● **Input records**
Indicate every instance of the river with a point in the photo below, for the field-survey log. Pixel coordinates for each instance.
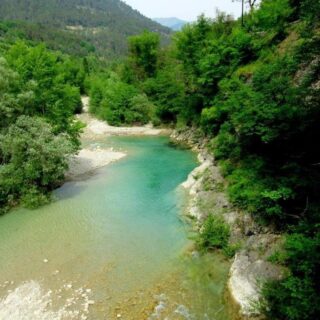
(112, 245)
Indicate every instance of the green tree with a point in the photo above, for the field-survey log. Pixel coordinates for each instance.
(143, 53)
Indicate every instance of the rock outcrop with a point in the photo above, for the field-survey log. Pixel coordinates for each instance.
(250, 267)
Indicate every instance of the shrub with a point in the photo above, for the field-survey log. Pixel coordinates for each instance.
(214, 234)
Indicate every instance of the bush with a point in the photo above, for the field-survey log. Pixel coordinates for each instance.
(34, 161)
(296, 297)
(214, 234)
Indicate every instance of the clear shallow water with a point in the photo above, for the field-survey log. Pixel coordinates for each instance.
(117, 236)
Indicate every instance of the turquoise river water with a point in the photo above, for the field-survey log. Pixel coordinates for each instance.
(113, 245)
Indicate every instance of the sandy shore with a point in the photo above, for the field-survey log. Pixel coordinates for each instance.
(96, 129)
(91, 159)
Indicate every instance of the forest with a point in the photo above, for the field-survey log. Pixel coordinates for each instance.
(252, 89)
(78, 26)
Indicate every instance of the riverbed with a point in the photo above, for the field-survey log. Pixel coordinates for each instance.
(112, 245)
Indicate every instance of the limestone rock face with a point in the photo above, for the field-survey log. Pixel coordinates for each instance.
(250, 268)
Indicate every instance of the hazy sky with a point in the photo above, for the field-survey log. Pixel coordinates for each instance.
(184, 9)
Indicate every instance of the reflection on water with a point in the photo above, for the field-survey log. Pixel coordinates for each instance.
(111, 246)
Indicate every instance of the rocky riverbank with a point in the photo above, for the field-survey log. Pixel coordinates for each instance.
(91, 159)
(250, 266)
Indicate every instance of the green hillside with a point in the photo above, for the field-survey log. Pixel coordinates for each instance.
(97, 25)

● **The problem**
Rewrite all of the material above as a numbered list with no blank lines, and leave the pictures out.

● **Result of this task**
1. Indicate every instance of the river with a point in the photo below, for the field-survey log. Pixel coordinates for each instance.
2. (112, 245)
3. Indicate every instance of the green tree with a point in the photo above, for the field-survey log. Pixel coordinates for each instance.
4. (143, 53)
5. Indicate every instance of the rock outcrop with a point in the photo above, for the field-survey log. Pixel coordinates for each instance.
6. (250, 267)
7. Indicate every instance of the shrub with a point in the photo above, for the field-survey log. Pixel coordinates for each instance.
8. (214, 234)
9. Indicate every instance of the bush with a point in the photo above, for the field-survey log. Pixel coordinates for each instance.
10. (34, 161)
11. (296, 297)
12. (214, 234)
13. Indicate every instance of the clear shallow water with a point in the photo above, for the field-survey log. Pixel coordinates for each instance.
14. (117, 236)
15. Indicate every instance of the turquoise river water with a point in the photo above, for the field-survey log. Pixel coordinates for each instance.
16. (113, 245)
17. Indicate every instance of the sandy shore with a point in the photo above, for the field-survey log. Pixel coordinates for each instance.
18. (96, 129)
19. (91, 159)
20. Indicate every instance of the forest with a point in the photo above, for the field-survey log. Pixel coordinates for each instance.
21. (252, 89)
22. (78, 26)
23. Indicate every instance of the riverbed with a point in the photo above, for the field-survey log. Pixel coordinates for each instance.
24. (112, 245)
25. Indicate every instance of the limestone rock face with a point in the photo above, for the field-survey log. Pixel coordinates for each instance.
26. (250, 268)
27. Indicate every instance of the hazy sky with a point in the photo above, for the field-survey log. Pixel coordinates for each instance.
28. (184, 9)
29. Indicate every instance of the reflection on water with a point in the photo above, for the field-survey log. Pixel coordinates for each instance.
30. (111, 246)
31. Indicate every instance of the rocky riverbank with a point in the photo above, for the field-survey log. Pixel coordinates for each instance.
32. (91, 159)
33. (250, 266)
34. Indicate every instance of the green hillside with a point in the photo above, for the field-survey log. Pixel coordinates for each instance.
35. (97, 25)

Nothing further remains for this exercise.